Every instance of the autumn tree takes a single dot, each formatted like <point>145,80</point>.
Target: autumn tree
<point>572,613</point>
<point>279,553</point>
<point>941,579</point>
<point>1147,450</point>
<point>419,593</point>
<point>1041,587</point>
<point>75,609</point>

++++++++++

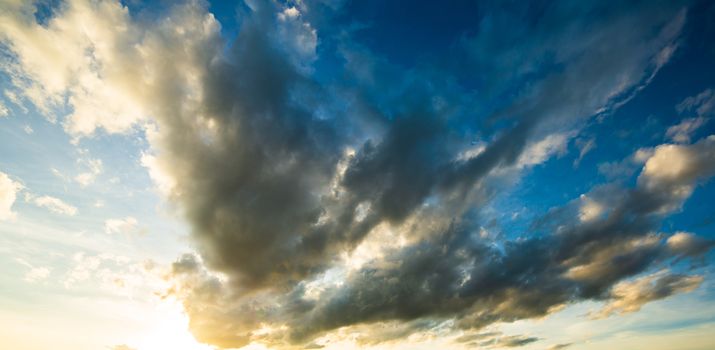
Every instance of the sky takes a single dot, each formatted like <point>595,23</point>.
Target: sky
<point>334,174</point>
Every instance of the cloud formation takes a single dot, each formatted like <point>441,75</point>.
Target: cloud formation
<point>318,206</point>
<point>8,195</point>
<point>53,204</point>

++++++++++

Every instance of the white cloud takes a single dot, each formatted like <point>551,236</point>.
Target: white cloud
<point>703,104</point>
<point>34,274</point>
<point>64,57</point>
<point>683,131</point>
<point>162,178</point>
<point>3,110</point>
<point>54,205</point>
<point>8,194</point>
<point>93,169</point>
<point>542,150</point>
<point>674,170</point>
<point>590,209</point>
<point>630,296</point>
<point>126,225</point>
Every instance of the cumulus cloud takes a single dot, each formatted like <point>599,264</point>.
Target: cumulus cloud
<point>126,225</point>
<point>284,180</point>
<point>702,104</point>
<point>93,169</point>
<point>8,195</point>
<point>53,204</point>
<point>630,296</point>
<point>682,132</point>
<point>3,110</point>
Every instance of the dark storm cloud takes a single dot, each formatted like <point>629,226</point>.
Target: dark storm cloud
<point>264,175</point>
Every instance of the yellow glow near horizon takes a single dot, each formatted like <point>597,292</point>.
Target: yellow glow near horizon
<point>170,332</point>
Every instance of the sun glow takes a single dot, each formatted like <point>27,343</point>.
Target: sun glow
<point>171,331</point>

++++++++++

## What you will do
Copy the lines from the one with "Every instance of the cumulus" to the one with "<point>171,331</point>" word for word.

## Expected answer
Every instance of the cumulus cloud takes a single dot, each formatted like <point>599,264</point>.
Target: cumulus cloud
<point>126,225</point>
<point>284,180</point>
<point>702,104</point>
<point>93,169</point>
<point>8,195</point>
<point>53,204</point>
<point>630,296</point>
<point>682,132</point>
<point>3,110</point>
Every instance of the dark storm cloud takes a single dot, each formatted like <point>629,226</point>.
Target: dark storm cloud
<point>264,175</point>
Every instance of the yellow glow near horizon takes a single dot, each formatted like <point>597,292</point>.
Target: yellow glow near horizon
<point>170,332</point>
Every instance of the sun glow takes a single dot, each formatted like <point>27,343</point>.
Target: sun glow
<point>171,331</point>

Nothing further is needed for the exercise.